:: What this task involves ::
Transcribe the portion of the passage on political representation between "On all points, the" and "their common servitude!", inclusive, with no changes.

:: Article ::
━━━━━━━━━━
On all points, the representative of liberties and interests is in contradiction with freedom, in revolt against interests: the only relationship he expresses is their common servitude!

What will it take, then, sheep-like race, to prove to you that a relationship, an idea, is not represented as you please to understand it; that freedom, even more so, is not represented either; that to represent it is to destroy it; and that from the day our fathers made, before God and before men, the Declaration of their Rights, they laid down in principle the free exercise of the faculties of man and citizen, that day, authority was denied in heaven and on earth, and government, even by delegation, made impossible?

Come back, if you will, to feudal customs, to theocratic faith, or to Caesar’s piety; go back ten, twenty, forty centuries, but do not speak anymore of represented freedoms, rights and interests: because freedoms and interests, in their collectivity and relationship, are not represented, and the representative of a nation, as well as the representative of a family, a property, an industry, can only be its leader and master. The representation of interests is the reconstitution of authority!
━━━━━━━━━━
:: Collected material ::
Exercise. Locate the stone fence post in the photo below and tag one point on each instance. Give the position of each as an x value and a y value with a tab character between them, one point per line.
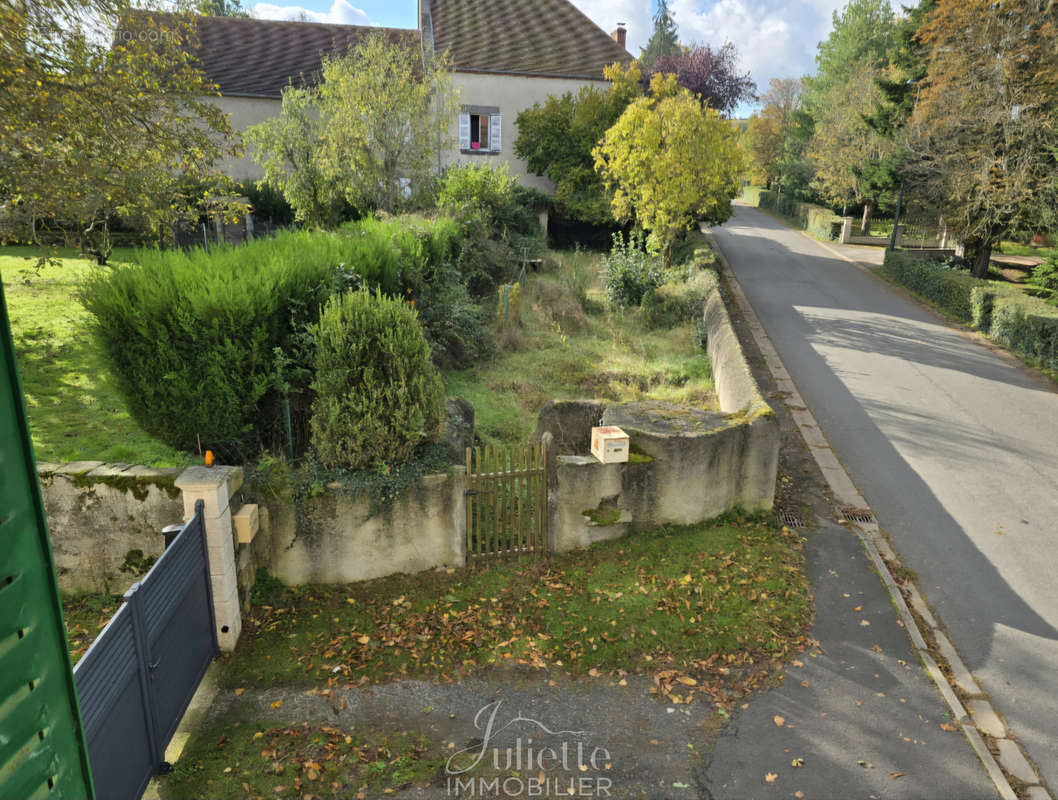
846	230
215	486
━━━━━━━━━━
:: Answer for the task ::
On all points, the representative of liberties and interests is in contradiction with freedom, in revolt against interests: the only relationship he expresses is their common servitude!